# Task goal
Find the line containing "the boat deck" in the listing below. Repeat it exactly, along with each following line up to and including the one containing "x=247, y=254".
= Beginning of Section =
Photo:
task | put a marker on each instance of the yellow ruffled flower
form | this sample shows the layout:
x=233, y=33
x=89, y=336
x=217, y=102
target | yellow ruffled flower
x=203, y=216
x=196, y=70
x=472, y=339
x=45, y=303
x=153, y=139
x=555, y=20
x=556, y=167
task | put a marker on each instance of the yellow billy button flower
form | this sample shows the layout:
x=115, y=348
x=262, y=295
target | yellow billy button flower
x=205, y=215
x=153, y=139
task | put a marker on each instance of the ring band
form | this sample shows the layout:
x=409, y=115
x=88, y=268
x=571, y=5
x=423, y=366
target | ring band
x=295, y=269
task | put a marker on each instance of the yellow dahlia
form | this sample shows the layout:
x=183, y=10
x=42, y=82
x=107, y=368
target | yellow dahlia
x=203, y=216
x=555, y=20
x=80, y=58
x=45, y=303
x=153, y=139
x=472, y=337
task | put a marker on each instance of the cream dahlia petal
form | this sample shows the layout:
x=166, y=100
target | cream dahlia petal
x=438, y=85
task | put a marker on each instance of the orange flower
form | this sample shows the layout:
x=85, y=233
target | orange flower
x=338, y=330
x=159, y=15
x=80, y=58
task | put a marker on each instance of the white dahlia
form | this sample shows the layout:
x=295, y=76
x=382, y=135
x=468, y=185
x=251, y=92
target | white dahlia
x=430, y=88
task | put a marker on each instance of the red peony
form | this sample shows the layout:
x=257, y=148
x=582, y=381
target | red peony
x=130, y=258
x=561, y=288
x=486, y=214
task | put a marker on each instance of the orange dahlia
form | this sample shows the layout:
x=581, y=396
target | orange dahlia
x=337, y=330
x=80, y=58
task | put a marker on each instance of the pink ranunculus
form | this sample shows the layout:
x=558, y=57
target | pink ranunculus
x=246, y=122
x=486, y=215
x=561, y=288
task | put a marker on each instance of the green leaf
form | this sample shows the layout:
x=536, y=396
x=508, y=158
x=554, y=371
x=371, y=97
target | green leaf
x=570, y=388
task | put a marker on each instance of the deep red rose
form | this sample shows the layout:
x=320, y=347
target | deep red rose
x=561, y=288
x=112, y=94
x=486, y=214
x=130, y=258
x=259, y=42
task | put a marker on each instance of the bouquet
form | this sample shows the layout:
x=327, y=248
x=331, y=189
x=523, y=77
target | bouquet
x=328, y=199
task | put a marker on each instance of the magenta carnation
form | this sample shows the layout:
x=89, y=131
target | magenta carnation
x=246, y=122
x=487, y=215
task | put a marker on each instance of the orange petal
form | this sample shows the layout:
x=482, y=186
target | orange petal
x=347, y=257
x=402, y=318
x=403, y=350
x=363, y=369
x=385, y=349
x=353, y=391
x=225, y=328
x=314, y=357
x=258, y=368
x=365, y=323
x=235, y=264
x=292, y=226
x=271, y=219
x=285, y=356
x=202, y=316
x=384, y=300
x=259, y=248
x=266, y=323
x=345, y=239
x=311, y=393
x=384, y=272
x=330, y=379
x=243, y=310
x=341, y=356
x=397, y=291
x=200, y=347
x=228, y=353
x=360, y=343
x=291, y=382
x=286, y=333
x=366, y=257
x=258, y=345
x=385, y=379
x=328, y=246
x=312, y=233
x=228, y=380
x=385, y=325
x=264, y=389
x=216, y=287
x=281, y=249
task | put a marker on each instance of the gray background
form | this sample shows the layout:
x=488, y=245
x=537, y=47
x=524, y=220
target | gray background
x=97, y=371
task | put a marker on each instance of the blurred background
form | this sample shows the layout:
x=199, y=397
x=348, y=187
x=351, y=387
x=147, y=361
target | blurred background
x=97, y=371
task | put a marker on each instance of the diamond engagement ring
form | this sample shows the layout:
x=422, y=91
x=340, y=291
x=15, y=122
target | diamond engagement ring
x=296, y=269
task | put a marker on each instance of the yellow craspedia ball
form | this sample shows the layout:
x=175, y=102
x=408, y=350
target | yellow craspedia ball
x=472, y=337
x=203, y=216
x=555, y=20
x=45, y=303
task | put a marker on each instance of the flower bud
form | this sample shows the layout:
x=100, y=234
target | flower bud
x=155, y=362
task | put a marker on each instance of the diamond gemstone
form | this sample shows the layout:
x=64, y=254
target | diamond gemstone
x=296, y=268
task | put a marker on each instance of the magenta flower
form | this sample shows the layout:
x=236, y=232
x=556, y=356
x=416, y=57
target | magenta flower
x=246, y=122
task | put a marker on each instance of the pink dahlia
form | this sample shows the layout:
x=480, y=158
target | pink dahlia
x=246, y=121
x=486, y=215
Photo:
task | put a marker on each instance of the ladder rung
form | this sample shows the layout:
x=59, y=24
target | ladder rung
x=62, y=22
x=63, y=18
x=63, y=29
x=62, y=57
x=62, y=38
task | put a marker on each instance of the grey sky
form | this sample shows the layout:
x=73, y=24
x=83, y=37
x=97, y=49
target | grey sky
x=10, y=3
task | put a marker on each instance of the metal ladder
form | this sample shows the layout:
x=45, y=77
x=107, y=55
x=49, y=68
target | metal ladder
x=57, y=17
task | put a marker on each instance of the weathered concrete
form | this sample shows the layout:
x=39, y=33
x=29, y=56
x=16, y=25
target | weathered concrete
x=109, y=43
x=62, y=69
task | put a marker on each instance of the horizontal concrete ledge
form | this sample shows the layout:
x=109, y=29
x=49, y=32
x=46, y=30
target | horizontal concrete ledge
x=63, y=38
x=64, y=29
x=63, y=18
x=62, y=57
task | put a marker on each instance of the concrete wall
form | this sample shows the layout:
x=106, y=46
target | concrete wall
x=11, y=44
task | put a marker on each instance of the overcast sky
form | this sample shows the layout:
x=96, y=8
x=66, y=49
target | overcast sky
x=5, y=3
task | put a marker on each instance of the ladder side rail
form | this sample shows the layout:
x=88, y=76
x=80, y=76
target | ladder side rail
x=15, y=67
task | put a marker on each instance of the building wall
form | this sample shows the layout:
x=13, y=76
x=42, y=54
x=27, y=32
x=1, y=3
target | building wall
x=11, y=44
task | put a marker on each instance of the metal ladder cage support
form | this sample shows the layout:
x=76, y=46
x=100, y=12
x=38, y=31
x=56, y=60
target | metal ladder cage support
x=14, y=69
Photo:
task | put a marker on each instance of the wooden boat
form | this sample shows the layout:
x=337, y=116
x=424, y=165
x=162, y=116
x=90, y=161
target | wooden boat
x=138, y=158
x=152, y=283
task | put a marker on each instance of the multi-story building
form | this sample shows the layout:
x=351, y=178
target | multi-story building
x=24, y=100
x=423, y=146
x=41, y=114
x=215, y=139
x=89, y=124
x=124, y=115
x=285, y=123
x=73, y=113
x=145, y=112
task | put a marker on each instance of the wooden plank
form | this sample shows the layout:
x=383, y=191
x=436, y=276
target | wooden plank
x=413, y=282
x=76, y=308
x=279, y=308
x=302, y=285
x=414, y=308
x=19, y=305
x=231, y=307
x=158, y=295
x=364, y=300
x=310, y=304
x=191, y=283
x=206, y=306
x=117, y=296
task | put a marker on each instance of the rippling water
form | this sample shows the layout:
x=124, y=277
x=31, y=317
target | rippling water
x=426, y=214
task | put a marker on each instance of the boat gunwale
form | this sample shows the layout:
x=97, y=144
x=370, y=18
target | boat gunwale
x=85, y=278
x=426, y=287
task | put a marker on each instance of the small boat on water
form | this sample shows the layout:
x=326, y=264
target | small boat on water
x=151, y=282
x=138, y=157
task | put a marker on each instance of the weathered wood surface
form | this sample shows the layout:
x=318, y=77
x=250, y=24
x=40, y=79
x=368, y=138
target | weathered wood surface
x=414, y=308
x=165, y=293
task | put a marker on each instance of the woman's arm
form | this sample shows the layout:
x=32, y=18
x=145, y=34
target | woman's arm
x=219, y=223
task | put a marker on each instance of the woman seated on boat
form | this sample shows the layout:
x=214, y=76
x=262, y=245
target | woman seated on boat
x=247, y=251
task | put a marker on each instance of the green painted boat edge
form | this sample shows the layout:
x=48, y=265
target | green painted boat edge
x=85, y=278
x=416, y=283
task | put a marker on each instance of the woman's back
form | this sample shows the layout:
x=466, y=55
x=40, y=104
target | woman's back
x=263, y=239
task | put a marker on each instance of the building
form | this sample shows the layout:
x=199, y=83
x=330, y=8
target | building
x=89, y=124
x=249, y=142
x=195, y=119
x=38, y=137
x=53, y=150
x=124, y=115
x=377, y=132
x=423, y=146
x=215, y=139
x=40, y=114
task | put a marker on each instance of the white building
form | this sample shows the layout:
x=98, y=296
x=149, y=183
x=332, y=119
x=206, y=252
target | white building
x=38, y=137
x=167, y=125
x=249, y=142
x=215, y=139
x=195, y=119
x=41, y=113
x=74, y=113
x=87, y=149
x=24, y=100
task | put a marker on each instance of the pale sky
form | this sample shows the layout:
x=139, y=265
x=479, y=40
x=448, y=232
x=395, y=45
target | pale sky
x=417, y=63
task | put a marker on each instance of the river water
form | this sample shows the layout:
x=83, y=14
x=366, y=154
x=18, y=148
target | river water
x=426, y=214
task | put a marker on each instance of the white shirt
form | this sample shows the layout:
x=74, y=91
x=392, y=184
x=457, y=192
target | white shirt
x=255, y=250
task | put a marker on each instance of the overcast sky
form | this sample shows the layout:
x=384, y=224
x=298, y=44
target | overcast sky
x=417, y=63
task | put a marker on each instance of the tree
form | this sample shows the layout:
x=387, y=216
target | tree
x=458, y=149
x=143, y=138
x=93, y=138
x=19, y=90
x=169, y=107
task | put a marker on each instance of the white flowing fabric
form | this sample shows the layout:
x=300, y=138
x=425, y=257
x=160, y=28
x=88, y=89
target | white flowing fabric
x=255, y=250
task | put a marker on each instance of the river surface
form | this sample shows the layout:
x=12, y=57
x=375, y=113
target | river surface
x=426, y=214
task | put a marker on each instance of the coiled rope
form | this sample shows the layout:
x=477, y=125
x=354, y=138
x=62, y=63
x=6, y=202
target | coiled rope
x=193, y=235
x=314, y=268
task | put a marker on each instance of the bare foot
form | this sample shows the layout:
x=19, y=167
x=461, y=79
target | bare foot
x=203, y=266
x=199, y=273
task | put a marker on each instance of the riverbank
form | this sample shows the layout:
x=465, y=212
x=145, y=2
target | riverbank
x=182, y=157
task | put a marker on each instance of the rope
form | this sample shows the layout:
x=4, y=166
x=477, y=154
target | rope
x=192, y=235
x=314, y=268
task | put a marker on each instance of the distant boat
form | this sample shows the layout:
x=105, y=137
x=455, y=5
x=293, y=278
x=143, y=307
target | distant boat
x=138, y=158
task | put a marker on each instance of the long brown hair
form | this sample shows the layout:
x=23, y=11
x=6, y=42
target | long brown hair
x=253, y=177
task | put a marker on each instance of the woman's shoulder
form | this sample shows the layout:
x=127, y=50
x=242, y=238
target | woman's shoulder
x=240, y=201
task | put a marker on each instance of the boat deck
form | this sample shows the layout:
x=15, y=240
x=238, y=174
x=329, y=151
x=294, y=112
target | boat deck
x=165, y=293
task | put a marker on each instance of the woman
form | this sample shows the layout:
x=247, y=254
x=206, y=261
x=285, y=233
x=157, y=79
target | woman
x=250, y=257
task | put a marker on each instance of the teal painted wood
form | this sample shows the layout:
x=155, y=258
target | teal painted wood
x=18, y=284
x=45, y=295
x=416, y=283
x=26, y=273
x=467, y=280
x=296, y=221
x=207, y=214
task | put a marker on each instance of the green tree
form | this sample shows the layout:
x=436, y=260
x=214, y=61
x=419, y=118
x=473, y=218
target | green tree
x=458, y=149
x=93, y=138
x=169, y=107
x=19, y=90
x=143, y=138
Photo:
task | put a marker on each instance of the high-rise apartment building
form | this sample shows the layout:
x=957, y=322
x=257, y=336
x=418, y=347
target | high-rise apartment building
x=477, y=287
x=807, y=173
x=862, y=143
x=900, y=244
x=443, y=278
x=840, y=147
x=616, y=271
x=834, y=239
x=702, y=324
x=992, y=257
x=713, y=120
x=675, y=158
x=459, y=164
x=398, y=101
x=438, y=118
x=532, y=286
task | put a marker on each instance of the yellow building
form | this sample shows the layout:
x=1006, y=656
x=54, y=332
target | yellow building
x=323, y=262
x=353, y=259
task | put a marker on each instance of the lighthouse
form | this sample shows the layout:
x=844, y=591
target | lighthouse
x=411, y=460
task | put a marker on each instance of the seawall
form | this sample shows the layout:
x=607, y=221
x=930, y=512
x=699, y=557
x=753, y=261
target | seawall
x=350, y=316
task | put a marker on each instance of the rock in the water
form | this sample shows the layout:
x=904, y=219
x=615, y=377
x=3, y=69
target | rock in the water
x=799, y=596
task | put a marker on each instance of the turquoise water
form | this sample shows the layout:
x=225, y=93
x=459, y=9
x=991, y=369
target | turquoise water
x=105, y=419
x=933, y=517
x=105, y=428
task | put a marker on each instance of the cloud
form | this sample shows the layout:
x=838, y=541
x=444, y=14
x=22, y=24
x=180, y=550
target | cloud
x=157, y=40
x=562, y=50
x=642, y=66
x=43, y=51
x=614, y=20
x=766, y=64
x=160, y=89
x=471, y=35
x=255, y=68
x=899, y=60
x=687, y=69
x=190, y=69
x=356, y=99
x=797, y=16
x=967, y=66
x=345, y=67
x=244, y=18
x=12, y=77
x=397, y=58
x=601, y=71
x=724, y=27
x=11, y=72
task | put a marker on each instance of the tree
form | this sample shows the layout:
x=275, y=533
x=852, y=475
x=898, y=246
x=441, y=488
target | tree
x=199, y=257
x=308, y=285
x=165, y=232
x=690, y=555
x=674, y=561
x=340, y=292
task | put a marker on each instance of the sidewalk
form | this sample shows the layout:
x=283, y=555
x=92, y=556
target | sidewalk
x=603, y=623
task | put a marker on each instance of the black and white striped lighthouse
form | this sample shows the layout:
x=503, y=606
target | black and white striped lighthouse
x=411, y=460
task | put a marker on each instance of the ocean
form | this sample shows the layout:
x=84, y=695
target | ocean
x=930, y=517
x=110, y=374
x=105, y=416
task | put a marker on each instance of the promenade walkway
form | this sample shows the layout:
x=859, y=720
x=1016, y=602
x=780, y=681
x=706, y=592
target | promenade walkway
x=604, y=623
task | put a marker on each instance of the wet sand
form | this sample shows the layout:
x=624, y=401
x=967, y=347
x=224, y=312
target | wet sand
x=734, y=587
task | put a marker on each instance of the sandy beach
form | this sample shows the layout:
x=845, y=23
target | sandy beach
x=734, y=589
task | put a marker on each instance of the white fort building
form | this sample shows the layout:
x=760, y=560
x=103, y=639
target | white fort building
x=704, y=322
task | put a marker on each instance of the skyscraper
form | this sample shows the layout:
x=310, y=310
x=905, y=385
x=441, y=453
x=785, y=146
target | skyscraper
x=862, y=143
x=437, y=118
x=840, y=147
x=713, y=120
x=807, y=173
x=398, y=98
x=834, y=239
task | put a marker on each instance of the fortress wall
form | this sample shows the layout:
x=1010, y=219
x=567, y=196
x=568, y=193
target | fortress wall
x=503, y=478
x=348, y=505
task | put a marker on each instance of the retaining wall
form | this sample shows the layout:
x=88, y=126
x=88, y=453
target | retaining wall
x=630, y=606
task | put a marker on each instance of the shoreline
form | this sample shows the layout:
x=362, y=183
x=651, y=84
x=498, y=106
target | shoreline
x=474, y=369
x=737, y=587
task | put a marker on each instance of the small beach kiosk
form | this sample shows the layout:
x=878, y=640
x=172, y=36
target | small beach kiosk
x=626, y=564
= End of Section =
# Exercise result
task | put a marker on each instance of the boat deck
form | this sample shows the layout:
x=15, y=240
x=238, y=174
x=329, y=151
x=294, y=112
target | boat deck
x=165, y=293
task | put a marker on each instance of the woman
form | this sample shows the layout:
x=247, y=254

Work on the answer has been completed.